Exercise :: Write out the material exactly, with the pictures left out.

Entries ::
— Begin —

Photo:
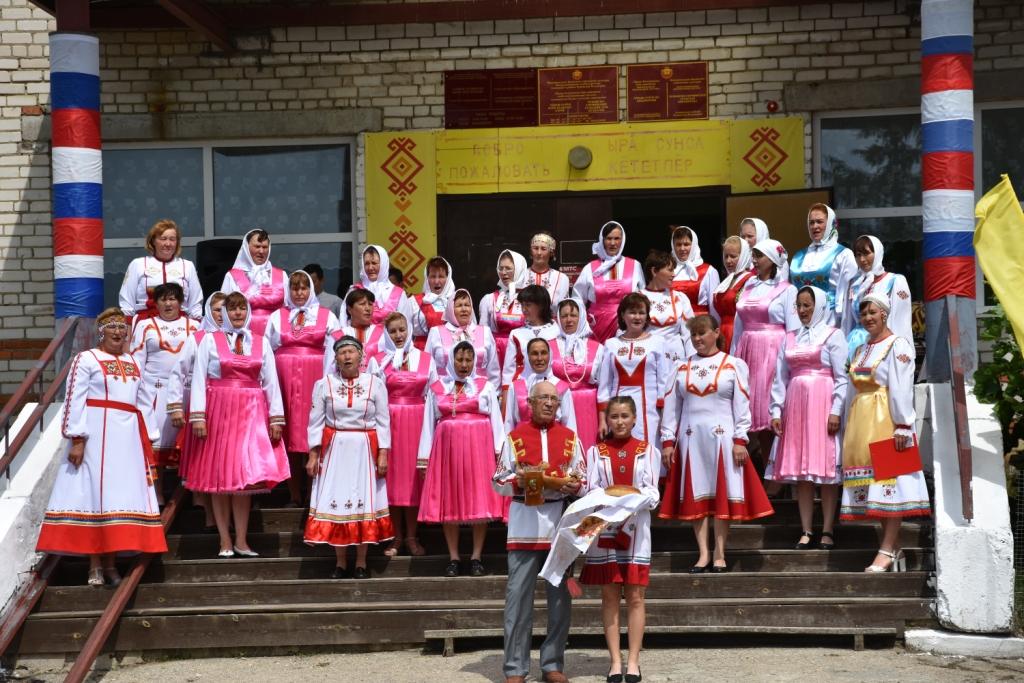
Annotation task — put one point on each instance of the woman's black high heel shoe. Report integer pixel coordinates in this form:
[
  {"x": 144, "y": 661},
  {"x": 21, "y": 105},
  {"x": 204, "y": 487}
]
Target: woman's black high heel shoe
[{"x": 810, "y": 541}]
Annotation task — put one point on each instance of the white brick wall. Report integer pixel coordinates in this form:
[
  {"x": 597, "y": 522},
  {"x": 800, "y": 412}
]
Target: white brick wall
[{"x": 399, "y": 70}]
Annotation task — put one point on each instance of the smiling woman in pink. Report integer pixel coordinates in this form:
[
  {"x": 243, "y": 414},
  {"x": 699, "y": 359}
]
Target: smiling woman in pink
[{"x": 604, "y": 282}]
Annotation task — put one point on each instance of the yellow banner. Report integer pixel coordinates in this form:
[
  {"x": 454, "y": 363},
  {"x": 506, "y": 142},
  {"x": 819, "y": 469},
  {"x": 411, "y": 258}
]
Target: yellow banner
[
  {"x": 688, "y": 154},
  {"x": 767, "y": 155},
  {"x": 401, "y": 200}
]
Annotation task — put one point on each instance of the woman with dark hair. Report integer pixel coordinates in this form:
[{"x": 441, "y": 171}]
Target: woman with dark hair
[
  {"x": 636, "y": 365},
  {"x": 253, "y": 275},
  {"x": 349, "y": 439},
  {"x": 692, "y": 276},
  {"x": 538, "y": 324},
  {"x": 298, "y": 335},
  {"x": 704, "y": 439},
  {"x": 156, "y": 347},
  {"x": 461, "y": 439},
  {"x": 669, "y": 308},
  {"x": 604, "y": 282}
]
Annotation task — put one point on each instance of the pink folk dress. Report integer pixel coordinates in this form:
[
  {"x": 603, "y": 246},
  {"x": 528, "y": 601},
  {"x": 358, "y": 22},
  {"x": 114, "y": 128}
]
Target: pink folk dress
[
  {"x": 758, "y": 346},
  {"x": 607, "y": 294},
  {"x": 582, "y": 379},
  {"x": 237, "y": 456},
  {"x": 805, "y": 452},
  {"x": 462, "y": 432},
  {"x": 407, "y": 389},
  {"x": 264, "y": 299},
  {"x": 300, "y": 365}
]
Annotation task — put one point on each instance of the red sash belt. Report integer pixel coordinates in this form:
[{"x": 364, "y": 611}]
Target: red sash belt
[{"x": 143, "y": 435}]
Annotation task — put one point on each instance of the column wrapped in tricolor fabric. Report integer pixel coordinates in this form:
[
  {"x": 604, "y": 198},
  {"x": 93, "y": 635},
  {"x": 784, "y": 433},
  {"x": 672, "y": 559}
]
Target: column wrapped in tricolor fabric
[
  {"x": 947, "y": 180},
  {"x": 77, "y": 165},
  {"x": 947, "y": 143}
]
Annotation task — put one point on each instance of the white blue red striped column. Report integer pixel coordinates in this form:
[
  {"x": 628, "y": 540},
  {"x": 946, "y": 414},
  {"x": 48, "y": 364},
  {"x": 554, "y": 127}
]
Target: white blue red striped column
[
  {"x": 947, "y": 143},
  {"x": 78, "y": 175}
]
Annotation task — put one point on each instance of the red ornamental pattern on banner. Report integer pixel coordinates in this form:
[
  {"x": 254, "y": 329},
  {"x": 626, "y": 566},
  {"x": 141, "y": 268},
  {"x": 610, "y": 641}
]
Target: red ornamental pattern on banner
[
  {"x": 765, "y": 157},
  {"x": 401, "y": 167}
]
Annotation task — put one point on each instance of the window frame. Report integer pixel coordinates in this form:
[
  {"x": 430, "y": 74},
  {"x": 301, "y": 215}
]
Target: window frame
[
  {"x": 207, "y": 146},
  {"x": 895, "y": 212}
]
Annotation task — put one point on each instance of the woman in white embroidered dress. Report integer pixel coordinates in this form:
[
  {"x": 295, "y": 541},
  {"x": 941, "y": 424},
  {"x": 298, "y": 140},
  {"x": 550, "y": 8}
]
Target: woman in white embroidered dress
[
  {"x": 165, "y": 265},
  {"x": 156, "y": 346},
  {"x": 102, "y": 501},
  {"x": 349, "y": 440}
]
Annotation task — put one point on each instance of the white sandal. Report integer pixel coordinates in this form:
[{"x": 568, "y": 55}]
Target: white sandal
[{"x": 898, "y": 562}]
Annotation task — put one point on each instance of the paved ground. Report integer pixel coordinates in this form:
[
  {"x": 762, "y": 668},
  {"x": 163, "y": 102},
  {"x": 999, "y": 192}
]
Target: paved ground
[{"x": 585, "y": 666}]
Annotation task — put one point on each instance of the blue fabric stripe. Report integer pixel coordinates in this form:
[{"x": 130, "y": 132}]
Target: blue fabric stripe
[
  {"x": 955, "y": 135},
  {"x": 78, "y": 200},
  {"x": 70, "y": 90},
  {"x": 78, "y": 296},
  {"x": 938, "y": 245},
  {"x": 947, "y": 45}
]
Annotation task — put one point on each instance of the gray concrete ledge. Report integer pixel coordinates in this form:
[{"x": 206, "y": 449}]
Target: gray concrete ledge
[{"x": 944, "y": 642}]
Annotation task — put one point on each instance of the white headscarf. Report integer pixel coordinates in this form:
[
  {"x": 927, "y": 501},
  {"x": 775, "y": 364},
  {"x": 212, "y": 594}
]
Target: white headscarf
[
  {"x": 446, "y": 292},
  {"x": 391, "y": 353},
  {"x": 607, "y": 262},
  {"x": 451, "y": 377},
  {"x": 775, "y": 252},
  {"x": 382, "y": 286},
  {"x": 309, "y": 307},
  {"x": 742, "y": 265},
  {"x": 258, "y": 274},
  {"x": 864, "y": 280},
  {"x": 450, "y": 311},
  {"x": 830, "y": 238},
  {"x": 209, "y": 324},
  {"x": 577, "y": 341},
  {"x": 816, "y": 331},
  {"x": 519, "y": 275},
  {"x": 689, "y": 266},
  {"x": 228, "y": 329}
]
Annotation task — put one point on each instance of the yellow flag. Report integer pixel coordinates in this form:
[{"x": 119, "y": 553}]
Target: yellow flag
[{"x": 998, "y": 241}]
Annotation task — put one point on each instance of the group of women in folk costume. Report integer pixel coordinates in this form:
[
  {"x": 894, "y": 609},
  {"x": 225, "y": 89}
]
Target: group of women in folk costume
[{"x": 269, "y": 376}]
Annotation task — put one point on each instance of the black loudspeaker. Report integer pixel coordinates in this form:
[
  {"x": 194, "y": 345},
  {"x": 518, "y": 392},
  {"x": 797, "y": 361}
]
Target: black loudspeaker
[{"x": 213, "y": 259}]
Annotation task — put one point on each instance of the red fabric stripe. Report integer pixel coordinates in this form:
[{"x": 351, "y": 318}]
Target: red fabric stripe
[
  {"x": 627, "y": 572},
  {"x": 947, "y": 170},
  {"x": 951, "y": 274},
  {"x": 78, "y": 237},
  {"x": 88, "y": 540},
  {"x": 946, "y": 72},
  {"x": 348, "y": 534},
  {"x": 76, "y": 128}
]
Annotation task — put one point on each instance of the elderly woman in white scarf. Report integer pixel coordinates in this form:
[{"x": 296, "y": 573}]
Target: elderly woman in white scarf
[
  {"x": 577, "y": 358},
  {"x": 825, "y": 263},
  {"x": 808, "y": 395},
  {"x": 426, "y": 310},
  {"x": 881, "y": 410},
  {"x": 767, "y": 309},
  {"x": 736, "y": 257},
  {"x": 604, "y": 282},
  {"x": 693, "y": 278},
  {"x": 298, "y": 333},
  {"x": 253, "y": 275},
  {"x": 501, "y": 311},
  {"x": 388, "y": 297},
  {"x": 872, "y": 279}
]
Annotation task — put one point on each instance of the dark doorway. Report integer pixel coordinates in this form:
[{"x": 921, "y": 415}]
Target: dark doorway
[{"x": 472, "y": 229}]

— End —

Correct result ::
Photo:
Annotation task — put one point on each instance of the woman's black high heel shoe. Report integer pixel coordinates in this form:
[
  {"x": 144, "y": 661},
  {"x": 21, "y": 105},
  {"x": 204, "y": 487}
]
Target: woman's black high heel shoe
[{"x": 810, "y": 541}]
Annotation task — put one point on each instance of the white brick wall. Report integer pixel coordinates in this form:
[
  {"x": 597, "y": 522},
  {"x": 800, "y": 412}
]
Target: white brick wall
[{"x": 399, "y": 70}]
Annotation task — put one point on each instance of the smiling woman in pink. Report integer pixel coordinates in this form:
[
  {"x": 243, "y": 414},
  {"x": 699, "y": 359}
]
Target: smiling woman in pink
[{"x": 604, "y": 282}]
Annotation task — put one point on each instance of the yellow banner. Report integer pixel coordinates in this form:
[
  {"x": 454, "y": 363},
  {"x": 506, "y": 142},
  {"x": 819, "y": 469},
  {"x": 411, "y": 258}
]
Target: yellow banner
[
  {"x": 688, "y": 154},
  {"x": 767, "y": 155},
  {"x": 401, "y": 200}
]
Annotation task — put one point on each instance of the woman with dark hair. Report integer pixel coordinates in this form:
[{"x": 441, "y": 171}]
Target: woman with dark hair
[
  {"x": 636, "y": 365},
  {"x": 253, "y": 275},
  {"x": 349, "y": 439},
  {"x": 692, "y": 276},
  {"x": 538, "y": 324},
  {"x": 298, "y": 335},
  {"x": 704, "y": 439},
  {"x": 156, "y": 347},
  {"x": 461, "y": 439},
  {"x": 669, "y": 308},
  {"x": 604, "y": 282}
]
Annotation task — put one point on each instance of the pink folk dress. Report integer pixel coordinates in this form:
[
  {"x": 603, "y": 246},
  {"x": 528, "y": 601},
  {"x": 358, "y": 22},
  {"x": 114, "y": 128}
]
Target: pink folk dress
[
  {"x": 758, "y": 346},
  {"x": 607, "y": 294},
  {"x": 582, "y": 379},
  {"x": 237, "y": 456},
  {"x": 805, "y": 452},
  {"x": 462, "y": 432},
  {"x": 407, "y": 389},
  {"x": 264, "y": 299},
  {"x": 300, "y": 365}
]
Annotation task — put one point on each instance of the red sash belt. Report integer pixel coordinates in this form:
[{"x": 364, "y": 611}]
Target: red sash belt
[{"x": 143, "y": 435}]
Annotation task — put one point on each instance of the column wrapped in tricolor fabric. Report integer pixel coordinates in this form:
[
  {"x": 604, "y": 198},
  {"x": 93, "y": 635},
  {"x": 784, "y": 433},
  {"x": 672, "y": 559}
]
Target: column wrapped in tricolor fabric
[
  {"x": 947, "y": 180},
  {"x": 77, "y": 165},
  {"x": 947, "y": 143}
]
Annotation task — put one point on each instance of the white blue red striped column. Report integer pixel coordinates in this form:
[
  {"x": 628, "y": 540},
  {"x": 946, "y": 414},
  {"x": 48, "y": 364},
  {"x": 554, "y": 127}
]
Target: white blue red striped column
[
  {"x": 947, "y": 143},
  {"x": 78, "y": 175}
]
Annotation task — put one point on each instance of the red ornamental pattern on banner. Report integer pixel coordinates in this form:
[
  {"x": 254, "y": 329},
  {"x": 626, "y": 566},
  {"x": 141, "y": 268},
  {"x": 610, "y": 641}
]
Target: red ornamental pattern on banner
[
  {"x": 765, "y": 157},
  {"x": 401, "y": 167}
]
Annotation task — put one point on each instance of the window frame. Report integer pixel coordinates in this form:
[
  {"x": 430, "y": 74},
  {"x": 301, "y": 215}
]
Target: window frame
[
  {"x": 207, "y": 146},
  {"x": 895, "y": 212}
]
Annotation task — put one point on each instance of the woman in white embroidered dress. Report integer pixel coordinates in this form:
[
  {"x": 295, "y": 541},
  {"x": 941, "y": 424},
  {"x": 298, "y": 140},
  {"x": 550, "y": 8}
]
Target: woman in white embroidered dress
[
  {"x": 165, "y": 265},
  {"x": 156, "y": 346},
  {"x": 102, "y": 501},
  {"x": 349, "y": 440}
]
Annotation task — put one point on each instance of the white sandal. Report integer pixel coordinates in this form:
[{"x": 568, "y": 55}]
Target: white sandal
[{"x": 898, "y": 562}]
Annotation task — put one point on each instance of the paved ground. Report integer pixel coordinates in this form:
[
  {"x": 762, "y": 668},
  {"x": 163, "y": 102},
  {"x": 999, "y": 192}
]
Target: paved ground
[{"x": 585, "y": 666}]
Annotation task — put one point on each instance of the blue fabric stripe. Report integer pixel coordinates in this form:
[{"x": 130, "y": 132}]
Target: blue fabric stripe
[
  {"x": 955, "y": 135},
  {"x": 78, "y": 200},
  {"x": 70, "y": 90},
  {"x": 78, "y": 296},
  {"x": 938, "y": 245},
  {"x": 947, "y": 45}
]
Annotation task — put one point on each instance of the gray concrete ledge. Report integer pixel coordinates in this form:
[{"x": 206, "y": 449}]
Target: gray concrete ledge
[{"x": 944, "y": 642}]
Annotation task — put one point on each instance of the white headscarf. Report integer pixel coordinates in this form:
[
  {"x": 927, "y": 501},
  {"x": 775, "y": 364},
  {"x": 212, "y": 594}
]
Target: white headscarf
[
  {"x": 446, "y": 292},
  {"x": 391, "y": 353},
  {"x": 607, "y": 262},
  {"x": 451, "y": 377},
  {"x": 775, "y": 252},
  {"x": 382, "y": 286},
  {"x": 309, "y": 307},
  {"x": 742, "y": 265},
  {"x": 258, "y": 274},
  {"x": 864, "y": 280},
  {"x": 450, "y": 311},
  {"x": 830, "y": 238},
  {"x": 209, "y": 324},
  {"x": 577, "y": 341},
  {"x": 816, "y": 331},
  {"x": 519, "y": 275},
  {"x": 689, "y": 266},
  {"x": 228, "y": 329}
]
Annotation task — put one point on each instance of the yellow flag. Report integer pixel coordinates in this form:
[{"x": 119, "y": 553}]
Target: yellow flag
[{"x": 998, "y": 241}]
Annotation task — put one point on each instance of the group of women in folk costume. Report integer pixel coordinates in this form:
[
  {"x": 894, "y": 609},
  {"x": 225, "y": 89}
]
Target: group of women in folk costume
[{"x": 269, "y": 376}]
Annotation task — put one point on each instance of the black loudspeaker. Report integer pixel coordinates in this form:
[
  {"x": 194, "y": 345},
  {"x": 518, "y": 392},
  {"x": 797, "y": 361}
]
Target: black loudspeaker
[{"x": 213, "y": 259}]
Annotation task — put one point on each instance of the red fabric stripe. Report integer pixel coordinates in this form:
[{"x": 351, "y": 318}]
Target: red fabric stripe
[
  {"x": 627, "y": 572},
  {"x": 947, "y": 170},
  {"x": 951, "y": 274},
  {"x": 78, "y": 237},
  {"x": 88, "y": 540},
  {"x": 946, "y": 72},
  {"x": 348, "y": 534},
  {"x": 76, "y": 128}
]
Annotation task — put one point on each instance of the elderly woman in white scarf. Report integer pixel coordinates in this form:
[{"x": 296, "y": 573}]
Target: elderly woman in white scarf
[
  {"x": 577, "y": 358},
  {"x": 825, "y": 263},
  {"x": 808, "y": 395},
  {"x": 426, "y": 310},
  {"x": 881, "y": 410},
  {"x": 767, "y": 309},
  {"x": 736, "y": 257},
  {"x": 604, "y": 282},
  {"x": 693, "y": 278},
  {"x": 298, "y": 333},
  {"x": 253, "y": 275},
  {"x": 501, "y": 311},
  {"x": 388, "y": 297},
  {"x": 872, "y": 279}
]
Annotation task — put one point on each instance of the dark doorway. Report integer pixel coordinates in this form:
[{"x": 921, "y": 415}]
Target: dark doorway
[{"x": 472, "y": 229}]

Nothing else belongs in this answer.